EXERCISE - Gather every line in the items below that contains the string "frame".

WORKING DATA -
──────
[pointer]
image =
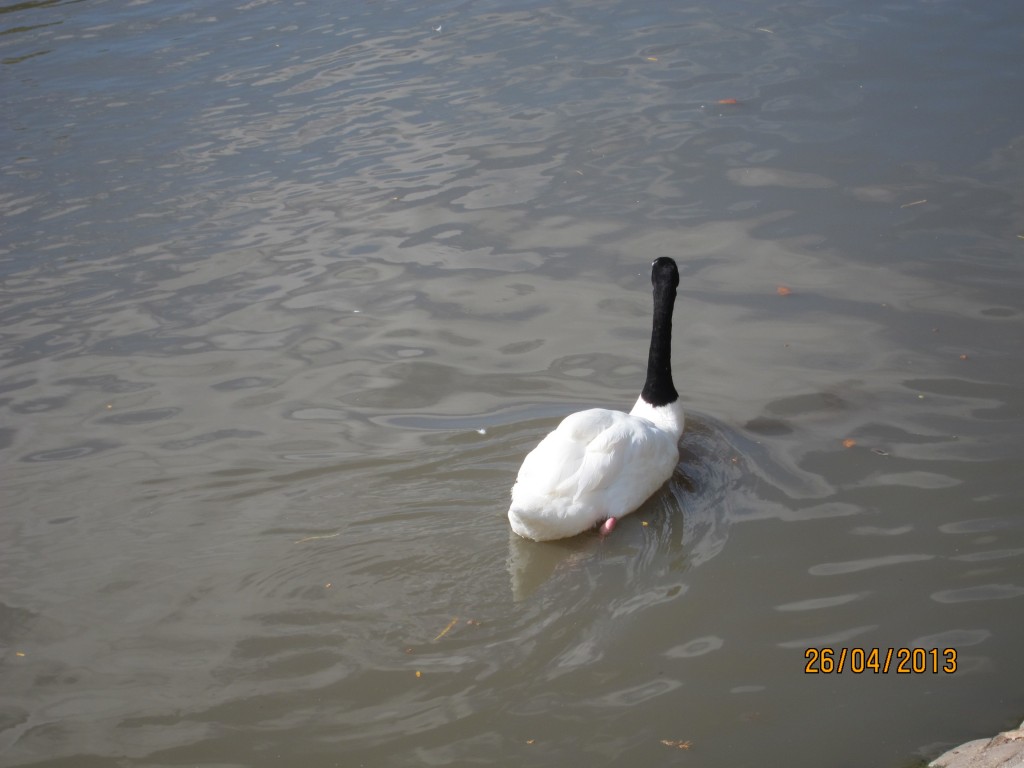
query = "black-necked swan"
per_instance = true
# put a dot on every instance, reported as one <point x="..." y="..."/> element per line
<point x="600" y="465"/>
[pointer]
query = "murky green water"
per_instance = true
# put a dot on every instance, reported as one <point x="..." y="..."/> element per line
<point x="289" y="291"/>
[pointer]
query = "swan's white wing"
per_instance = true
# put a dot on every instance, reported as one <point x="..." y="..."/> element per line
<point x="552" y="468"/>
<point x="596" y="464"/>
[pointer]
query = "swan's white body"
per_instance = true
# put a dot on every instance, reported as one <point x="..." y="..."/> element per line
<point x="600" y="465"/>
<point x="597" y="465"/>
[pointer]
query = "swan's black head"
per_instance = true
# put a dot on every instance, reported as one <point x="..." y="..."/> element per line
<point x="664" y="271"/>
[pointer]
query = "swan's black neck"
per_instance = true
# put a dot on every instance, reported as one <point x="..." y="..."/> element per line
<point x="658" y="389"/>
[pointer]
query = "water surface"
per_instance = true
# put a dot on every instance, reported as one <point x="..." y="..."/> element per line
<point x="291" y="289"/>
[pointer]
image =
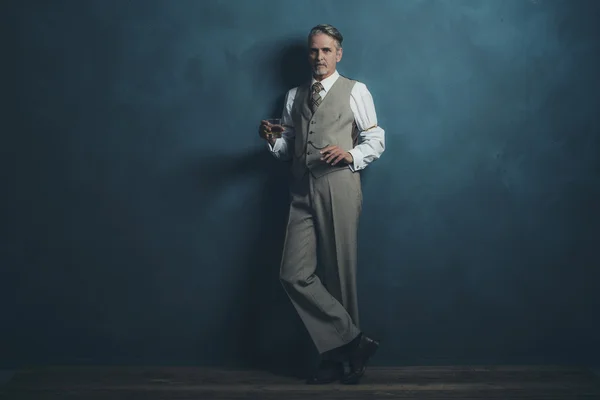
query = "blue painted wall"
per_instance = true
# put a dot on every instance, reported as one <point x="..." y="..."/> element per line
<point x="143" y="217"/>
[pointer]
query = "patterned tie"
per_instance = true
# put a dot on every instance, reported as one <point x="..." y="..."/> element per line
<point x="316" y="99"/>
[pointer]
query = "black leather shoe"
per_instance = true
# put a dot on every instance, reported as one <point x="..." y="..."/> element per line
<point x="358" y="359"/>
<point x="328" y="371"/>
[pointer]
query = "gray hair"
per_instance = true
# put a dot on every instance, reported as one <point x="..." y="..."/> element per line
<point x="327" y="30"/>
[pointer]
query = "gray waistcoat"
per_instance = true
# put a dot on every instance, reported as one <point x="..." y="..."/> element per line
<point x="332" y="124"/>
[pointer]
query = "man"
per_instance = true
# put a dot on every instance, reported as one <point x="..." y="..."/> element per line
<point x="329" y="133"/>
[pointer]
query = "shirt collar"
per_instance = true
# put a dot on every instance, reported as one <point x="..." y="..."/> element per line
<point x="327" y="82"/>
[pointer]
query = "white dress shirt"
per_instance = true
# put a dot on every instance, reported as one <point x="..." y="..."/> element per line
<point x="371" y="137"/>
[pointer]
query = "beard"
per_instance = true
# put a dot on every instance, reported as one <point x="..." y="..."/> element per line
<point x="320" y="69"/>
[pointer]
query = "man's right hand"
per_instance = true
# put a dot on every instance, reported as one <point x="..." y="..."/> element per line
<point x="269" y="132"/>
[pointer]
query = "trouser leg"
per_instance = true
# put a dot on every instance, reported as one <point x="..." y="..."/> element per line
<point x="337" y="203"/>
<point x="328" y="323"/>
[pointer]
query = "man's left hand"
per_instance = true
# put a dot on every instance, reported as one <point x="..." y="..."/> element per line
<point x="333" y="154"/>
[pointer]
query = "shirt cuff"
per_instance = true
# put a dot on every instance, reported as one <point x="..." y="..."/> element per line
<point x="358" y="162"/>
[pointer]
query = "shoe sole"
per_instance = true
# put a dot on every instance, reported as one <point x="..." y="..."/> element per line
<point x="372" y="349"/>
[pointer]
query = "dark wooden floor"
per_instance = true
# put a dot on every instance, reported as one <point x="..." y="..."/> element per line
<point x="153" y="383"/>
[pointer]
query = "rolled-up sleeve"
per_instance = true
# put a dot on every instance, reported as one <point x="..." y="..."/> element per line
<point x="371" y="137"/>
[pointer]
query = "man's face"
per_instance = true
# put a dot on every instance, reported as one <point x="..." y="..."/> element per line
<point x="323" y="55"/>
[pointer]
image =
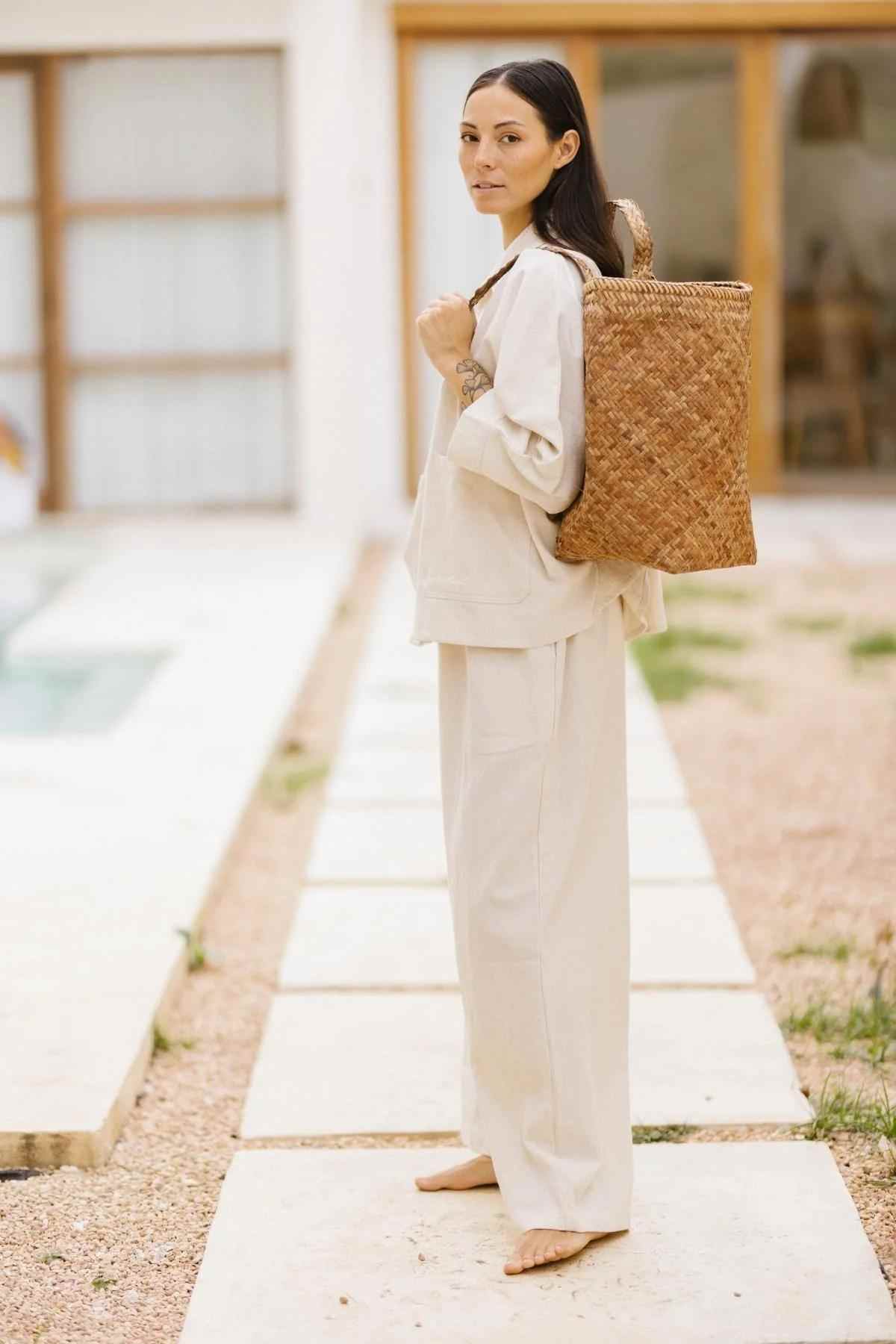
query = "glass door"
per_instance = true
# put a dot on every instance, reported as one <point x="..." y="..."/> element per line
<point x="839" y="107"/>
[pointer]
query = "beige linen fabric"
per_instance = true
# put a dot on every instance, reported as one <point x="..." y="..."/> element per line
<point x="535" y="811"/>
<point x="480" y="546"/>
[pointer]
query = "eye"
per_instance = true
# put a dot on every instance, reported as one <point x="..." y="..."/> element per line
<point x="465" y="134"/>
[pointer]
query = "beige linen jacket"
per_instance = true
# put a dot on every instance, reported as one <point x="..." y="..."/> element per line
<point x="480" y="546"/>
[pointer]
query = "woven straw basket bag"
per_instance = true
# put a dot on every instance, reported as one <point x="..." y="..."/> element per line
<point x="667" y="388"/>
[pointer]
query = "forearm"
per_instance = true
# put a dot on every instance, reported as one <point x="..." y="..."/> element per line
<point x="467" y="378"/>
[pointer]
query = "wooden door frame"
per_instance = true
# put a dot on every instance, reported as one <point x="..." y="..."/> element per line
<point x="54" y="210"/>
<point x="755" y="30"/>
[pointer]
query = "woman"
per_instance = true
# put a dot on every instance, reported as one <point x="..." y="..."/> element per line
<point x="531" y="685"/>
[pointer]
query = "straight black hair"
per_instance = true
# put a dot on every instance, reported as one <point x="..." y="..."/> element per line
<point x="573" y="208"/>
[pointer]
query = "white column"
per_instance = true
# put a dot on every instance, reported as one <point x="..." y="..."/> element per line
<point x="341" y="149"/>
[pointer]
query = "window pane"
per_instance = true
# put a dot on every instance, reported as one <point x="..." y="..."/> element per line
<point x="172" y="285"/>
<point x="163" y="127"/>
<point x="175" y="440"/>
<point x="840" y="255"/>
<point x="668" y="141"/>
<point x="19" y="319"/>
<point x="22" y="405"/>
<point x="16" y="141"/>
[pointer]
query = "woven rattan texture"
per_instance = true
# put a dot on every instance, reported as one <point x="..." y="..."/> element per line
<point x="667" y="420"/>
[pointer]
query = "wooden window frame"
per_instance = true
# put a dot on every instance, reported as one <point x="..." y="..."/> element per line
<point x="54" y="211"/>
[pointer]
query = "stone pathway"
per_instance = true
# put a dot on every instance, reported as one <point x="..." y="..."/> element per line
<point x="113" y="833"/>
<point x="739" y="1241"/>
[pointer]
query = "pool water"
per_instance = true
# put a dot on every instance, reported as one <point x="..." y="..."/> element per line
<point x="67" y="692"/>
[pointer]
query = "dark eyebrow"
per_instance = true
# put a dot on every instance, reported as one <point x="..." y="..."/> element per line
<point x="496" y="124"/>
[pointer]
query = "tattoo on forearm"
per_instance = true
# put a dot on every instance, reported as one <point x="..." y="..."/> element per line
<point x="474" y="383"/>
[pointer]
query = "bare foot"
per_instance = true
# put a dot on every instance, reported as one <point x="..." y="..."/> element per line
<point x="479" y="1171"/>
<point x="541" y="1245"/>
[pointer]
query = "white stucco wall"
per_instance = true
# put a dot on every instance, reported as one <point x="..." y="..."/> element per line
<point x="108" y="25"/>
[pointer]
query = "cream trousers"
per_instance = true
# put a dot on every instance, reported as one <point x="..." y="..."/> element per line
<point x="535" y="809"/>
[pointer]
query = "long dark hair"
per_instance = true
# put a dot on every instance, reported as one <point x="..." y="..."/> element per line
<point x="573" y="208"/>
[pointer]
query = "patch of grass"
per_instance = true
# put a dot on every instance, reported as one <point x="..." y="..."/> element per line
<point x="697" y="591"/>
<point x="840" y="1109"/>
<point x="879" y="643"/>
<point x="290" y="771"/>
<point x="810" y="624"/>
<point x="839" y="949"/>
<point x="161" y="1043"/>
<point x="196" y="953"/>
<point x="673" y="676"/>
<point x="695" y="638"/>
<point x="871" y="1021"/>
<point x="662" y="1133"/>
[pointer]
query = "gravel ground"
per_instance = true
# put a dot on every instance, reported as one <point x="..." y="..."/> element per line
<point x="111" y="1257"/>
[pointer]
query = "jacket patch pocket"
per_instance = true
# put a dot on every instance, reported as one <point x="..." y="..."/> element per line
<point x="511" y="697"/>
<point x="477" y="546"/>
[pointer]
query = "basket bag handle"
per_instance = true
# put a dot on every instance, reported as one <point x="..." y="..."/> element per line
<point x="641" y="261"/>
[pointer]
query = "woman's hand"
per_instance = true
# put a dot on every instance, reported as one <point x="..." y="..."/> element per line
<point x="447" y="329"/>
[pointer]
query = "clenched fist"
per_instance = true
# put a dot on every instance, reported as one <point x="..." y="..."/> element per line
<point x="447" y="329"/>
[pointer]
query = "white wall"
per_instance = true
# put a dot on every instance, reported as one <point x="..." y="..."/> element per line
<point x="102" y="25"/>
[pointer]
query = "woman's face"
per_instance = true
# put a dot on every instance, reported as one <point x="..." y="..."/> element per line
<point x="503" y="141"/>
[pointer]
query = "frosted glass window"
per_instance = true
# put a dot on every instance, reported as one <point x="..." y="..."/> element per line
<point x="176" y="440"/>
<point x="19" y="317"/>
<point x="668" y="117"/>
<point x="172" y="285"/>
<point x="22" y="401"/>
<point x="455" y="246"/>
<point x="172" y="127"/>
<point x="16" y="141"/>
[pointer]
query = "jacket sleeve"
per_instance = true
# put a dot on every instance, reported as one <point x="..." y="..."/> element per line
<point x="527" y="433"/>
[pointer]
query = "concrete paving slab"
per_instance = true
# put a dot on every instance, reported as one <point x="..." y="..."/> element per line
<point x="370" y="937"/>
<point x="684" y="934"/>
<point x="393" y="843"/>
<point x="750" y="1243"/>
<point x="402" y="937"/>
<point x="368" y="1063"/>
<point x="711" y="1057"/>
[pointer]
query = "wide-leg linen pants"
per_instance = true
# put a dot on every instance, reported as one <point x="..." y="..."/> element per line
<point x="535" y="811"/>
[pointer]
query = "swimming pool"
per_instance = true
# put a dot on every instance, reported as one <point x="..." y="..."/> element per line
<point x="66" y="692"/>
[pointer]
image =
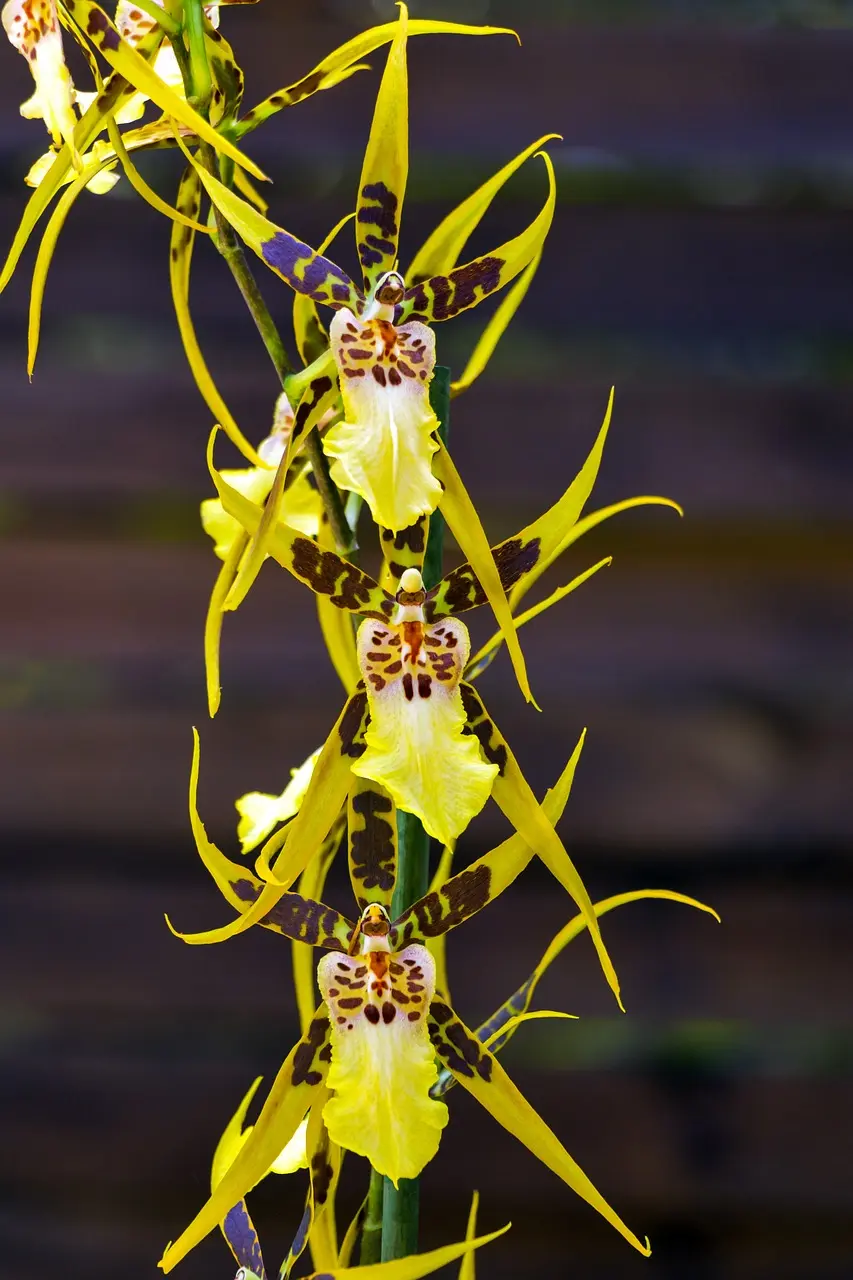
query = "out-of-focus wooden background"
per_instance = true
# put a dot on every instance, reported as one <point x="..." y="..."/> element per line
<point x="701" y="260"/>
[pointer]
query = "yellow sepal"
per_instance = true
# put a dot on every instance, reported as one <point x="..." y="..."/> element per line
<point x="382" y="1060"/>
<point x="495" y="329"/>
<point x="488" y="652"/>
<point x="293" y="1089"/>
<point x="179" y="263"/>
<point x="382" y="184"/>
<point x="464" y="522"/>
<point x="413" y="1267"/>
<point x="441" y="251"/>
<point x="128" y="63"/>
<point x="486" y="1079"/>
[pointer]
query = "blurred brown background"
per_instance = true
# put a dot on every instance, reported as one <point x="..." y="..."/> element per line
<point x="701" y="260"/>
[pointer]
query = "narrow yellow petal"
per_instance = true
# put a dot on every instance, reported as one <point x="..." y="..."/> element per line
<point x="484" y="880"/>
<point x="115" y="92"/>
<point x="495" y="329"/>
<point x="465" y="525"/>
<point x="382" y="184"/>
<point x="260" y="813"/>
<point x="383" y="448"/>
<point x="311" y="338"/>
<point x="293" y="1089"/>
<point x="290" y="257"/>
<point x="179" y="264"/>
<point x="576" y="530"/>
<point x="480" y="1073"/>
<point x="304" y="839"/>
<point x="528" y="1016"/>
<point x="255" y="484"/>
<point x="340" y="63"/>
<point x="232" y="1138"/>
<point x="214" y="616"/>
<point x="484" y="657"/>
<point x="516" y="800"/>
<point x="468" y="1270"/>
<point x="311" y="885"/>
<point x="141" y="186"/>
<point x="442" y="297"/>
<point x="327" y="574"/>
<point x="441" y="251"/>
<point x="413" y="1267"/>
<point x="382" y="1060"/>
<point x="45" y="256"/>
<point x="128" y="63"/>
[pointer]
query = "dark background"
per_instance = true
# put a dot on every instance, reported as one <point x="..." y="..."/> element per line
<point x="701" y="260"/>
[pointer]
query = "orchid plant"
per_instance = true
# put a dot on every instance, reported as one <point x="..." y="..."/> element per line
<point x="360" y="429"/>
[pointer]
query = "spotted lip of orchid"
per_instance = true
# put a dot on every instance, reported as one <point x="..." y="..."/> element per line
<point x="416" y="746"/>
<point x="32" y="26"/>
<point x="383" y="448"/>
<point x="382" y="1060"/>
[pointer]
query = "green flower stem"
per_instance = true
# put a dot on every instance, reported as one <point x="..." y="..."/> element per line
<point x="231" y="248"/>
<point x="372" y="1229"/>
<point x="165" y="19"/>
<point x="194" y="26"/>
<point x="401" y="1203"/>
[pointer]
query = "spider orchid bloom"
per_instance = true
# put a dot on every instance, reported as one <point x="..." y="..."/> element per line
<point x="318" y="1229"/>
<point x="369" y="1050"/>
<point x="32" y="26"/>
<point x="414" y="720"/>
<point x="381" y="343"/>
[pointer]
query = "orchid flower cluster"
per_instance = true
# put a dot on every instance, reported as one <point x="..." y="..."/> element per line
<point x="359" y="429"/>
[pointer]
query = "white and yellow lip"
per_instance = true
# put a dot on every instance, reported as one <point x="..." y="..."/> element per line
<point x="383" y="1064"/>
<point x="416" y="745"/>
<point x="383" y="448"/>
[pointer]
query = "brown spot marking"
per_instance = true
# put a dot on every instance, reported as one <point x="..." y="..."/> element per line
<point x="308" y="1050"/>
<point x="373" y="849"/>
<point x="328" y="575"/>
<point x="441" y="910"/>
<point x="381" y="211"/>
<point x="350" y="728"/>
<point x="463" y="1052"/>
──────
COMPLETED EXERCISE -
query = "wooden door frame"
query = "wooden window frame"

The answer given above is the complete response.